In the records below, change every "target" to "object class" and leave everything else unchanged.

(Dataset excerpts on object pointing)
================================

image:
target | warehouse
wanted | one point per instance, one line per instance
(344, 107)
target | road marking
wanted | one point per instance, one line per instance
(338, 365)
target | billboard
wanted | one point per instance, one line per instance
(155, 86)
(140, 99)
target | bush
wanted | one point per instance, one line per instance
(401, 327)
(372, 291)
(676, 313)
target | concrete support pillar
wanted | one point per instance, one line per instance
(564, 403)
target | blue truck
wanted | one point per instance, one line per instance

================================

**Written solution:**
image:
object class | warehouse
wanted | one point per instance, one line per instance
(344, 107)
object class | road marking
wanted | one point per instance, one line per instance
(338, 365)
object class | billboard
wanted | one point per instance, one line per instance
(155, 86)
(140, 99)
object class | bush
wanted | one point per instance, one line per instance
(401, 327)
(372, 291)
(676, 313)
object class | concrete support pillar
wanted | one point per instance, one line per instance
(564, 403)
object class | blue truck
wanted | one point per instance, one line per instance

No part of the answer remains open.